▸ Given task:
Copy the listing below line for line, without changing any character.

▸ Stored rows:
_ _ _
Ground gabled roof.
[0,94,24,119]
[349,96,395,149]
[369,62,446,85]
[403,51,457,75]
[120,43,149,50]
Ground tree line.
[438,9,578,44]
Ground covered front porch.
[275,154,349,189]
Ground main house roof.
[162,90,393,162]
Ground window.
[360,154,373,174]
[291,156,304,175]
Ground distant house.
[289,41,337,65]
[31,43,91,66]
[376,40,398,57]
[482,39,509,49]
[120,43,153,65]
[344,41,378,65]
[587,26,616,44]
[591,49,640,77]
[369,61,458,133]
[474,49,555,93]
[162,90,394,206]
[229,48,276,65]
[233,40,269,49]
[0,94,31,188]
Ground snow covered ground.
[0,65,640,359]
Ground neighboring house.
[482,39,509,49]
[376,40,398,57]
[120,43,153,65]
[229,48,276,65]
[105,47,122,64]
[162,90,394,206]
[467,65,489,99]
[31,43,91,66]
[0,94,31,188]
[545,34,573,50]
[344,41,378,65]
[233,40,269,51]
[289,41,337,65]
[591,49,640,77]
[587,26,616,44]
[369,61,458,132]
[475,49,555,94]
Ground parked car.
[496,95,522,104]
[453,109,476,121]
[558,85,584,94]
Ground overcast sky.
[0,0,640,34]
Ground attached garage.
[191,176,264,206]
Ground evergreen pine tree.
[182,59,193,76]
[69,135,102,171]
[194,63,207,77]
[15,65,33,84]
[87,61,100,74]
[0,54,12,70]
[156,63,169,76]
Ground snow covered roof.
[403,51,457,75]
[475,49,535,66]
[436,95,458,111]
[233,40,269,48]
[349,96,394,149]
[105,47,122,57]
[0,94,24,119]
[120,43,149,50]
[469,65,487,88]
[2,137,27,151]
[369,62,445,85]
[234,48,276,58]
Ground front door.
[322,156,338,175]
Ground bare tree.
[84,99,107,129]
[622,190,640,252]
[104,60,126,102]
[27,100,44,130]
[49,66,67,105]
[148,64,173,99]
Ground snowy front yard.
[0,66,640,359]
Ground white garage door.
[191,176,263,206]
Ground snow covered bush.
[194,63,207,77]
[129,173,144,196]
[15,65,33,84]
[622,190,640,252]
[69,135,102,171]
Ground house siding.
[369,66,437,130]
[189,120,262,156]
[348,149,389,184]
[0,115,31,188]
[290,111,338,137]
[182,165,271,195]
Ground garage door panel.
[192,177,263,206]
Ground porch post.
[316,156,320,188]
_ _ _
▸ Correct result:
Ground gabled roof.
[0,94,24,119]
[349,96,395,149]
[369,62,446,85]
[403,51,457,75]
[120,43,149,50]
Ground tree line.
[438,9,578,44]
Ground covered front porch.
[275,154,349,189]
Ground main house roof.
[162,90,393,162]
Ground window.
[360,154,373,174]
[291,156,304,175]
Ground distant house.
[289,41,337,65]
[31,43,91,66]
[376,40,398,57]
[482,39,509,49]
[120,43,153,65]
[344,41,378,65]
[587,26,616,44]
[591,49,640,77]
[369,61,458,133]
[474,49,555,93]
[162,90,394,206]
[229,48,276,65]
[233,40,269,49]
[0,94,31,188]
Ground snow covered ground.
[0,65,640,359]
Ground neighboring house.
[482,39,509,49]
[376,40,398,57]
[120,43,153,65]
[229,48,276,65]
[105,47,122,64]
[162,90,394,206]
[467,65,489,99]
[31,43,91,66]
[0,94,31,188]
[545,34,573,50]
[344,41,378,65]
[233,40,269,51]
[289,41,337,65]
[591,49,640,77]
[587,26,616,44]
[369,61,458,132]
[475,49,555,94]
Ground parked car.
[496,95,522,104]
[453,109,476,121]
[558,85,584,94]
Ground overcast sky.
[0,0,640,34]
Ground attached garage.
[191,176,264,206]
Ground evergreen pine tree.
[182,59,193,76]
[69,135,102,171]
[194,63,207,77]
[15,65,33,84]
[87,61,100,74]
[0,54,12,70]
[156,63,169,76]
Ground snow covered roof.
[403,51,457,75]
[475,49,535,66]
[436,95,458,111]
[233,40,269,48]
[349,96,394,149]
[105,47,122,57]
[0,94,24,119]
[120,43,149,50]
[469,65,487,88]
[2,137,27,151]
[369,62,445,85]
[234,48,276,58]
Ground front door.
[322,156,338,175]
Ground bare tree.
[84,99,107,129]
[622,190,640,252]
[104,60,126,102]
[27,100,44,130]
[49,66,67,105]
[148,64,173,99]
Ground snowy front yard.
[0,66,640,359]
Ground white garage door.
[191,176,263,206]
Ground snow covered bush.
[194,63,207,77]
[129,173,144,196]
[15,65,33,84]
[622,190,640,252]
[69,135,102,171]
Ground house siding.
[369,66,437,130]
[189,120,262,156]
[348,149,389,184]
[0,115,31,188]
[290,111,338,137]
[182,165,271,195]
Ground garage door panel.
[192,177,263,206]
Ground porch post.
[316,156,320,188]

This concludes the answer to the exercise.